- WHAT YOU NEED TO DO
Give again the entries below exactly, beginning at the first line and ending at the line with "Put a dot on every instance of the roof".

(Dataset items)
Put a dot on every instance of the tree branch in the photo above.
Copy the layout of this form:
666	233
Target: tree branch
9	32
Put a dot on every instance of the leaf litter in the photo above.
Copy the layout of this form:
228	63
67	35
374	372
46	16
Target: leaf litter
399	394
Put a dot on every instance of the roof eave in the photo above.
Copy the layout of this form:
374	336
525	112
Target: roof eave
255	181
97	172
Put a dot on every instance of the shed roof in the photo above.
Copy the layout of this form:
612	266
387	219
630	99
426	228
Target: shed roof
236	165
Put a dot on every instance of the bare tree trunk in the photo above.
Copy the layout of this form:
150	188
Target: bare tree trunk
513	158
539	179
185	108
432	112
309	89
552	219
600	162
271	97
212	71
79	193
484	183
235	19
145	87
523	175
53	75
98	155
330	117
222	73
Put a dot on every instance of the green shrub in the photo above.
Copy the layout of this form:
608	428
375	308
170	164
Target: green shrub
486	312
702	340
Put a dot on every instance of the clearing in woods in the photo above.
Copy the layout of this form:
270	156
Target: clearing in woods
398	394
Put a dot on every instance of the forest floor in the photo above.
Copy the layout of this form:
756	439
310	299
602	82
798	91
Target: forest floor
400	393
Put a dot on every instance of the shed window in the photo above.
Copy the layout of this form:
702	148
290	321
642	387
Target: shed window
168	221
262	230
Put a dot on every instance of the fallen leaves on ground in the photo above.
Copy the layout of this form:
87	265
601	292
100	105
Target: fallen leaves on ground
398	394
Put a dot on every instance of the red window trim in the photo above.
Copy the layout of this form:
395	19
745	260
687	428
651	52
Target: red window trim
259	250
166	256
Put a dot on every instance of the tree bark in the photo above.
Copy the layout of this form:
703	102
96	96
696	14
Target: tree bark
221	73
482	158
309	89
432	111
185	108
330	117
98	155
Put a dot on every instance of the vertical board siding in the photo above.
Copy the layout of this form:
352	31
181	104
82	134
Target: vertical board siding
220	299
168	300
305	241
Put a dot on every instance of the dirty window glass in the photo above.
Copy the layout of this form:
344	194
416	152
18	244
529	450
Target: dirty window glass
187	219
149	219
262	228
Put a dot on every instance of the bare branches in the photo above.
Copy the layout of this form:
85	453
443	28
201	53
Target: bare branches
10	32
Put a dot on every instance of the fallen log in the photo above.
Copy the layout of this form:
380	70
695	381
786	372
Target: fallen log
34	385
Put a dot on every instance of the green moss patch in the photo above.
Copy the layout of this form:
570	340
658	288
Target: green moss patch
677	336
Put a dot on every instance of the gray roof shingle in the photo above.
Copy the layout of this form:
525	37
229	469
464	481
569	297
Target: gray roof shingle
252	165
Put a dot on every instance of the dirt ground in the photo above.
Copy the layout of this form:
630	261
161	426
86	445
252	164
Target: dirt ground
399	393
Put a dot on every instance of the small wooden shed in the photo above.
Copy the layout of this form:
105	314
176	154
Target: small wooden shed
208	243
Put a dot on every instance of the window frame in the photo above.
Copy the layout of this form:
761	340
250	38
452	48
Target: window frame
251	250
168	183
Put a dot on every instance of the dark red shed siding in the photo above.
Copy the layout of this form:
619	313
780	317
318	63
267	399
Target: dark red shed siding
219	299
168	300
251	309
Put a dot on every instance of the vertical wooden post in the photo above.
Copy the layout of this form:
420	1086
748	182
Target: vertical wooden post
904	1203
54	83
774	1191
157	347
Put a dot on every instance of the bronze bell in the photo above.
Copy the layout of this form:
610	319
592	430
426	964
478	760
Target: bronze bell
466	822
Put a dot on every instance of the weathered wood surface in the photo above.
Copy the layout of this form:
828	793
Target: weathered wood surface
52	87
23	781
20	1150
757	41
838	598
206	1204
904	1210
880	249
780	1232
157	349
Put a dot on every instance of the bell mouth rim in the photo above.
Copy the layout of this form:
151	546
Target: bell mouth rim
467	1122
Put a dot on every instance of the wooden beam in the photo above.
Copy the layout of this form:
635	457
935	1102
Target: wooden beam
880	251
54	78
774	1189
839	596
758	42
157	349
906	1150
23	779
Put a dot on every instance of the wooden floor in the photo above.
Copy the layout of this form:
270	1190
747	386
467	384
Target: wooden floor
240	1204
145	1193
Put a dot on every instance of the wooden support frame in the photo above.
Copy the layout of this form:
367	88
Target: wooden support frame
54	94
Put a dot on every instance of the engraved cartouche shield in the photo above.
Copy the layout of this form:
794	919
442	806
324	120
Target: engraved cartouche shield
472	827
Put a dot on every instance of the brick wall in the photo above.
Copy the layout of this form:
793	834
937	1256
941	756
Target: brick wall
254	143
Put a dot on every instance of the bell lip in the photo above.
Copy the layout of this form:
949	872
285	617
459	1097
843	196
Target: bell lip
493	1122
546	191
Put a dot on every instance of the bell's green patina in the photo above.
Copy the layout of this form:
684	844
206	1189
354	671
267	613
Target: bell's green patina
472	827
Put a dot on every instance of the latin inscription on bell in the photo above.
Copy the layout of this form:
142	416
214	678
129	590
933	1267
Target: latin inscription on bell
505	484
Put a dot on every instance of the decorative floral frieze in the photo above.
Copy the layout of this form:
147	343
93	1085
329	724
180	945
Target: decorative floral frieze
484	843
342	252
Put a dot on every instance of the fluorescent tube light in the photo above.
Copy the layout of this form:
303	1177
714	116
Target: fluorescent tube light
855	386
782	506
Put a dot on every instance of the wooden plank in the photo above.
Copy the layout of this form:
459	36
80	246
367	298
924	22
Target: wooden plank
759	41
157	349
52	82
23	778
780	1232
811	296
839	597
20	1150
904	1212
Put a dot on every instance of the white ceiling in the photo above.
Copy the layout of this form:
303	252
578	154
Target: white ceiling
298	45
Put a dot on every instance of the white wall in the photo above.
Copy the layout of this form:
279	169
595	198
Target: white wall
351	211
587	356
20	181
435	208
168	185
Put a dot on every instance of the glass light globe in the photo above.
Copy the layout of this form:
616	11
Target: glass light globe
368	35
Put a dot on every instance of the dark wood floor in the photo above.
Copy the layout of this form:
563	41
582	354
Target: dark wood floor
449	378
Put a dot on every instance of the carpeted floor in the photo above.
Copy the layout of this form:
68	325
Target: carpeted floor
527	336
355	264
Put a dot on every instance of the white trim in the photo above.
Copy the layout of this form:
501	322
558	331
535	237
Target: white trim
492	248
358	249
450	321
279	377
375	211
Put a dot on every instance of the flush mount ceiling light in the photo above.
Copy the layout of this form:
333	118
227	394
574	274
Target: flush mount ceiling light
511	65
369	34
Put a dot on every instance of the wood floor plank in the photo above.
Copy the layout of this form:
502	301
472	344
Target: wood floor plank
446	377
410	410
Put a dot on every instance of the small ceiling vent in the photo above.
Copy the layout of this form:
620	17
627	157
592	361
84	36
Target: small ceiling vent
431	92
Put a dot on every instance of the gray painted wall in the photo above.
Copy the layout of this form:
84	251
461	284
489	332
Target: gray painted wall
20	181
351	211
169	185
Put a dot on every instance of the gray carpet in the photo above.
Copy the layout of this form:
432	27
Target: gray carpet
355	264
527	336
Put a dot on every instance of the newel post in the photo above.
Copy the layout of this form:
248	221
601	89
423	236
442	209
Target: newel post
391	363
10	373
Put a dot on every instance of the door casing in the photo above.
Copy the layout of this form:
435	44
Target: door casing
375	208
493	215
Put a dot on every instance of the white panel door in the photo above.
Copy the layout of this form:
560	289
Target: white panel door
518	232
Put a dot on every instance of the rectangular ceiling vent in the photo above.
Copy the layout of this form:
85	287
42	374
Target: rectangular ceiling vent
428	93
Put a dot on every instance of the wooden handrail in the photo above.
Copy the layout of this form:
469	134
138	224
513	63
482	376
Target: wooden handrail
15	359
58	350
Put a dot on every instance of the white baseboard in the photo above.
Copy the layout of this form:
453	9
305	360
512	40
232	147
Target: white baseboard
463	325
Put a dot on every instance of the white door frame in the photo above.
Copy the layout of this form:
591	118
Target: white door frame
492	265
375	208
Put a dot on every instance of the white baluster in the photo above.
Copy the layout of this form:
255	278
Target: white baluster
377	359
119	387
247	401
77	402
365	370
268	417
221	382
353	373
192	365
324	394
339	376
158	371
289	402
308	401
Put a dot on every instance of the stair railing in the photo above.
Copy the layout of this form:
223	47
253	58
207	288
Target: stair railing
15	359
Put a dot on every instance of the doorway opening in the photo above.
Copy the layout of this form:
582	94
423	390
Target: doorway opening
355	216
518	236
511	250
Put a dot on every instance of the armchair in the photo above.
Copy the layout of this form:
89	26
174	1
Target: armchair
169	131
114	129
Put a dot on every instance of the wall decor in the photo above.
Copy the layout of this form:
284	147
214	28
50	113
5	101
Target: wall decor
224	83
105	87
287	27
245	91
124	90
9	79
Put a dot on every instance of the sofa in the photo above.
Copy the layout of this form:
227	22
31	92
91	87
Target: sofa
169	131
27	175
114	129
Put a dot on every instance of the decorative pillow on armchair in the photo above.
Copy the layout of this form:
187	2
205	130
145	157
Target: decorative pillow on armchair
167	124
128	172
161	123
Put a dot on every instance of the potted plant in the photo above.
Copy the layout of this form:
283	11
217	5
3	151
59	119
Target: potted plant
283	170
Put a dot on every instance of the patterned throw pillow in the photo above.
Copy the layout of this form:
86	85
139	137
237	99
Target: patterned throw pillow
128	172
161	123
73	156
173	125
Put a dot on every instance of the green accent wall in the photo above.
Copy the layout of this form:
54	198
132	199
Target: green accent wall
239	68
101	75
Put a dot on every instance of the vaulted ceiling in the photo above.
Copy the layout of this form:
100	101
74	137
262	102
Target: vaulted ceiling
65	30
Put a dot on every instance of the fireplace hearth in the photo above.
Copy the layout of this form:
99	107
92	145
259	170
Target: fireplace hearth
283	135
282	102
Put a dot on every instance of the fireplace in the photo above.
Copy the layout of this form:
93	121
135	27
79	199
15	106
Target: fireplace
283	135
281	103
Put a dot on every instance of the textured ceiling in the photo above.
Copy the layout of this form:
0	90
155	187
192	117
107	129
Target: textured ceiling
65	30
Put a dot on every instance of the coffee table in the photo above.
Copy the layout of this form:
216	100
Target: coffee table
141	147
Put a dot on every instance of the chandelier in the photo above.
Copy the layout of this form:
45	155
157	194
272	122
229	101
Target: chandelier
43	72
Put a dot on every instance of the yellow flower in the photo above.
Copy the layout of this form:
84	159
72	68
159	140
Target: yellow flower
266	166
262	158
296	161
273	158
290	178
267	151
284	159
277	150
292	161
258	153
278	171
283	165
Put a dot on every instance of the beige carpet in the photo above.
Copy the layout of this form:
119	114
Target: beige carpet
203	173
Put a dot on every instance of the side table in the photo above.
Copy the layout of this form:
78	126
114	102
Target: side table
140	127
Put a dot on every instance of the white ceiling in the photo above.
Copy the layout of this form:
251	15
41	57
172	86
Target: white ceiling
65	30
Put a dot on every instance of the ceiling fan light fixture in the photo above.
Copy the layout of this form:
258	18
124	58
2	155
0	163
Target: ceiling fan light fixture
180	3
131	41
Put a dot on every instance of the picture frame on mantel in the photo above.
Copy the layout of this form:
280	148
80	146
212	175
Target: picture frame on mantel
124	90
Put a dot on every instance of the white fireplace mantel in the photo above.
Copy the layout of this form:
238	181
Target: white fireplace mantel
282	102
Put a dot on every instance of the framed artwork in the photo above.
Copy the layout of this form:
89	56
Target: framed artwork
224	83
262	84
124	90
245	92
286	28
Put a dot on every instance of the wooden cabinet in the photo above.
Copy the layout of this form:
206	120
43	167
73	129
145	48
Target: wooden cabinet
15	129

- ANSWER BOX
Put a dot on every instance of the tree branch in the photo above.
Copy the layout of this form:
666	233
Target: tree branch
9	32
Put a dot on every instance of the leaf litter in the photo above.
Copy the layout of this form:
228	63
67	35
374	372
46	16
Target: leaf litter
399	394
Put a dot on every instance of the roof eave in the photo above.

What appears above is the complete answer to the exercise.